RECORDS FOR PROCESSING Start Marker

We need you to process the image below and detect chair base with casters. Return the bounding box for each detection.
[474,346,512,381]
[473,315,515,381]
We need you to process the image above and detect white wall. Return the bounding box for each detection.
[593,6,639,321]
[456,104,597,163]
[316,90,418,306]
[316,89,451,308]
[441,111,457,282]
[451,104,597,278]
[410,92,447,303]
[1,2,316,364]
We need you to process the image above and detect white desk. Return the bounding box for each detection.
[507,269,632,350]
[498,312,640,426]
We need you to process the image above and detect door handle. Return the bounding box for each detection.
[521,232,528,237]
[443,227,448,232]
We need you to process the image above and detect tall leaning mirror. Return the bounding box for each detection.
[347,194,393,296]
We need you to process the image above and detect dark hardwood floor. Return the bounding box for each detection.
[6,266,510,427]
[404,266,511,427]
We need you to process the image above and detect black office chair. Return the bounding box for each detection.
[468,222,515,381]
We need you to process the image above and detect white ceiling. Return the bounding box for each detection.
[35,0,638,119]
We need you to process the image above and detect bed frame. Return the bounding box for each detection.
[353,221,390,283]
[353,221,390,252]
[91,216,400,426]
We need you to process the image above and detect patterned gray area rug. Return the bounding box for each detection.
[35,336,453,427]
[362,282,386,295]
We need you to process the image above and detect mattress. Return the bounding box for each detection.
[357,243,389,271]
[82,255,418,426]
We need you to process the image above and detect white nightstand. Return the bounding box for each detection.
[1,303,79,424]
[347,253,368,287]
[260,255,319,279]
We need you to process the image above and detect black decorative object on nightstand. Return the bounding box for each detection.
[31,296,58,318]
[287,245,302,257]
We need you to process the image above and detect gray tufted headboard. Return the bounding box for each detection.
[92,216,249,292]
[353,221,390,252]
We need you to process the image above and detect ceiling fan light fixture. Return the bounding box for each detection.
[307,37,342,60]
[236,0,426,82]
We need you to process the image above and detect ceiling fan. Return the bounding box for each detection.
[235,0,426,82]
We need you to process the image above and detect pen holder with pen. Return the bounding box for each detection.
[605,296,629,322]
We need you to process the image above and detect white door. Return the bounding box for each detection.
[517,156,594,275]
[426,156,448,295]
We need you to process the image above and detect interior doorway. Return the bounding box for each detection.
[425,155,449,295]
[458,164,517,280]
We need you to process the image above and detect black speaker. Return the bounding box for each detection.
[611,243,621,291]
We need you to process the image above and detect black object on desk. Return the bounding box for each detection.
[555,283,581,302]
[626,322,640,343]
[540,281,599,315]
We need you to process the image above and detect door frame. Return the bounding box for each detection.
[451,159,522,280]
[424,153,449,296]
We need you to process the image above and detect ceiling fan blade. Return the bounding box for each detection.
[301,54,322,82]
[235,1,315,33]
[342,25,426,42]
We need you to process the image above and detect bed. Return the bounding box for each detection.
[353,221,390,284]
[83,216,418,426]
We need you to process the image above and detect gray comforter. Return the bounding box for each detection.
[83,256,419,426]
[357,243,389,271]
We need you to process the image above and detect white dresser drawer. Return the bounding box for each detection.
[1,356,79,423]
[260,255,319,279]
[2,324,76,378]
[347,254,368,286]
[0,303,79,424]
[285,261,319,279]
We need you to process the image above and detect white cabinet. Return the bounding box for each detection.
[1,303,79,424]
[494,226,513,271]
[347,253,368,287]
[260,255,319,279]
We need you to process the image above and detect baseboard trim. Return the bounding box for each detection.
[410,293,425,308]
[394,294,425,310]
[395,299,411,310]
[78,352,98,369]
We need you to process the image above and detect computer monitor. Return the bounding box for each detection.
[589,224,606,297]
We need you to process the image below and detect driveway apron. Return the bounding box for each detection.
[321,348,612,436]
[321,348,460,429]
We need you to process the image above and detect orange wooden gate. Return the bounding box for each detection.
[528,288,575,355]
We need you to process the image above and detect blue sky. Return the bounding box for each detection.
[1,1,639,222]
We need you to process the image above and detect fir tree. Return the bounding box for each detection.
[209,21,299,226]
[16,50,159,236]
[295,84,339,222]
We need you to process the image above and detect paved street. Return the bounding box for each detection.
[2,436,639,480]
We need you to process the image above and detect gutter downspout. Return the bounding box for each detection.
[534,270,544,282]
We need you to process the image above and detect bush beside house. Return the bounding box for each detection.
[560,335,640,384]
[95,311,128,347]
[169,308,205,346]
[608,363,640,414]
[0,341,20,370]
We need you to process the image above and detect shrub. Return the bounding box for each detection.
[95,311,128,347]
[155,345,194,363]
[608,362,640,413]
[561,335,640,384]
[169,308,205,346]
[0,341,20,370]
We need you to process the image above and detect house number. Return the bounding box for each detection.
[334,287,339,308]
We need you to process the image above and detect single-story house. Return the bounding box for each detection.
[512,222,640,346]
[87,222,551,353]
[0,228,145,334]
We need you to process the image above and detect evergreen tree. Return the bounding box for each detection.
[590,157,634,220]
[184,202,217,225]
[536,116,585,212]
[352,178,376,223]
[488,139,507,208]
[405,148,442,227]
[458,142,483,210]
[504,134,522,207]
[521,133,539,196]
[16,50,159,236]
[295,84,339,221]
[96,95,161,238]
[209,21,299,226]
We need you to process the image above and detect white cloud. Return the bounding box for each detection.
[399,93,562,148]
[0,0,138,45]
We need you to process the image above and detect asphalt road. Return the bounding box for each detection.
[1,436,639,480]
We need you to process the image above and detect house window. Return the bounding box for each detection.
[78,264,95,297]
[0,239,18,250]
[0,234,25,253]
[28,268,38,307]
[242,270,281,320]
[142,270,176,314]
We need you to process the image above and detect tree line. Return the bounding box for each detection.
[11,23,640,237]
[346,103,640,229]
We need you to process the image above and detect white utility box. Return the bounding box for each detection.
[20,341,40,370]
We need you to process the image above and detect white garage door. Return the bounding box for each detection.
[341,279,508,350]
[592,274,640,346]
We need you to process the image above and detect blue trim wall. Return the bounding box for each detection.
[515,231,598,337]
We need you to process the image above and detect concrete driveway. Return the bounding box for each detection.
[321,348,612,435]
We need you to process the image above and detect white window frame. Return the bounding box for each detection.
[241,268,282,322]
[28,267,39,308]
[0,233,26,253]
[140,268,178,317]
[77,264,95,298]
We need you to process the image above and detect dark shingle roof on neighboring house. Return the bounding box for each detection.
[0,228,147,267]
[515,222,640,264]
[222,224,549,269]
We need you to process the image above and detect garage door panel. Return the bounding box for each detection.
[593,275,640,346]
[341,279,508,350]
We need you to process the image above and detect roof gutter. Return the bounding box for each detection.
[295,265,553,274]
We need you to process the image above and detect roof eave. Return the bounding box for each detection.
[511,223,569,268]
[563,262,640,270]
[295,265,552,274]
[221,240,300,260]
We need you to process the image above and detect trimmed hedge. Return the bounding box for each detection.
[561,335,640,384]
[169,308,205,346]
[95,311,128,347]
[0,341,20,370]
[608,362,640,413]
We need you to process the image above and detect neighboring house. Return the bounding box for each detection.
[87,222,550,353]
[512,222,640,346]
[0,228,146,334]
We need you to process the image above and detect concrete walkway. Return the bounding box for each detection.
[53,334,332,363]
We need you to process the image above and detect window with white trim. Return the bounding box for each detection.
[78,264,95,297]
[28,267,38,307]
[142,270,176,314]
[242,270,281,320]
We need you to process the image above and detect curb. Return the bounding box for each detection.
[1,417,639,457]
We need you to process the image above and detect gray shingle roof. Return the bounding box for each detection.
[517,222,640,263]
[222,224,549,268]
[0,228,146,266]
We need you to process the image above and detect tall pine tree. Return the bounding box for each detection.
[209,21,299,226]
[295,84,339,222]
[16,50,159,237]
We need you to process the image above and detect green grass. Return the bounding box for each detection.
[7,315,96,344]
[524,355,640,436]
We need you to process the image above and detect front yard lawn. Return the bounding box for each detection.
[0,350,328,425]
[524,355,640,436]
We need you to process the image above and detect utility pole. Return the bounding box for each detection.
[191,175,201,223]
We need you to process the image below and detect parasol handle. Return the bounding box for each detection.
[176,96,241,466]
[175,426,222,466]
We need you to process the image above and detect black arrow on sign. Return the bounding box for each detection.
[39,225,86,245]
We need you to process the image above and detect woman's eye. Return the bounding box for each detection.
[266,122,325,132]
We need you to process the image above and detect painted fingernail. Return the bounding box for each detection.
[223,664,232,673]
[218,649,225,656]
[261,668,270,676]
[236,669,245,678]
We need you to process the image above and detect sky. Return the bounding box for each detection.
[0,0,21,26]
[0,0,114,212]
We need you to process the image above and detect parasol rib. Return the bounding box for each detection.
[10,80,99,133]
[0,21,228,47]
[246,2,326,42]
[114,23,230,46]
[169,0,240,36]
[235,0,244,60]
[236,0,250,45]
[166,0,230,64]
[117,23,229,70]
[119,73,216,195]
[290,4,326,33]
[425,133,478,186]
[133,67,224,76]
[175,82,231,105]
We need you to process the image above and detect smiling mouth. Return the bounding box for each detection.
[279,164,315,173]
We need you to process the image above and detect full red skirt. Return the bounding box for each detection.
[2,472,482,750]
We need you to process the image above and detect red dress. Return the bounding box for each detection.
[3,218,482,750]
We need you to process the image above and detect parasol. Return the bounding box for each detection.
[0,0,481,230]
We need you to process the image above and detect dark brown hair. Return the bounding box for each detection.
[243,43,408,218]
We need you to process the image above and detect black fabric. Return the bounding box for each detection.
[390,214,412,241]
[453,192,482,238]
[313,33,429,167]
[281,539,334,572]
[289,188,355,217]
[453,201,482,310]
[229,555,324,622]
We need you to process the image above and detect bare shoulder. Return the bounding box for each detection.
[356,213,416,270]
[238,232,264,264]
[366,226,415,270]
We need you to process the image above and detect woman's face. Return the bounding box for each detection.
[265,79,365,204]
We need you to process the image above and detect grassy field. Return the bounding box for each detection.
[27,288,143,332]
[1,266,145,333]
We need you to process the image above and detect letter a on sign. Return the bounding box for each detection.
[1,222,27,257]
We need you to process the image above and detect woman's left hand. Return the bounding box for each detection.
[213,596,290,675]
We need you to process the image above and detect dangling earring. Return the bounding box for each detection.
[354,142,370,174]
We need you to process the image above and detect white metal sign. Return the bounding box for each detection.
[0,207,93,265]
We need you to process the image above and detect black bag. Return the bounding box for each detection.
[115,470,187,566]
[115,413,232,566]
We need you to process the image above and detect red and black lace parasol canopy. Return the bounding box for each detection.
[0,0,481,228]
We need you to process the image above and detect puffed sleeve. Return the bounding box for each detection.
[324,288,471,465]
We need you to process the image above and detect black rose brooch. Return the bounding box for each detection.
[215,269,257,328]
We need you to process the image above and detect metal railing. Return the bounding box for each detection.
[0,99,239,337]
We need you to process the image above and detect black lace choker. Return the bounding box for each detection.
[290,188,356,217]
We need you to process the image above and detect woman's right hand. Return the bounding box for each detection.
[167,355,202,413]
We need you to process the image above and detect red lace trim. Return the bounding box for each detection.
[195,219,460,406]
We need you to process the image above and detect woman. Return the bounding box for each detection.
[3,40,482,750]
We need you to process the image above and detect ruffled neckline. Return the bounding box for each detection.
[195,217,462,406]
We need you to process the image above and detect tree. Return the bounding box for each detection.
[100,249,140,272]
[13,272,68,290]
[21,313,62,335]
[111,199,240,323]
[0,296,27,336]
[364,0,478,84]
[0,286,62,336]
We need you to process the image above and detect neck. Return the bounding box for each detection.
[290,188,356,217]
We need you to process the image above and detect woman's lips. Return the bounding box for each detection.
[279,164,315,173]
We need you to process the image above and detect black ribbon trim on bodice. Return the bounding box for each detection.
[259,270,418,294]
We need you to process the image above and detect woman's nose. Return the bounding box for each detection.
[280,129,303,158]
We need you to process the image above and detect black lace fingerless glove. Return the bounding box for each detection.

RECORDS FOR PROCESSING End Marker

**WORK REQUIRED**
May I have exactly the lines from the one containing "bodice. Return the bounding box for each detection." through the last line of the data, both included?

**WRITTEN ANSWER**
We need you to process the image above and detect black ribbon trim on bodice. Return the bounding box for each detection.
[259,270,418,294]
We need you to process the image above and detect woman's nose. Return the bounding box for each detection.
[280,129,303,158]
We need you to process the image above and detect black lace fingerless glove. Return the bounding box for each detection.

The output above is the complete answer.